----- The input -----
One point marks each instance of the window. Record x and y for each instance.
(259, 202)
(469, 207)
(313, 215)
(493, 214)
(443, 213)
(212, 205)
-----
What you should do.
Reproduce every single entry above exactly.

Your response.
One point marks each instance of the window. Record x and y for each instance.
(259, 202)
(469, 207)
(313, 215)
(493, 214)
(443, 213)
(212, 205)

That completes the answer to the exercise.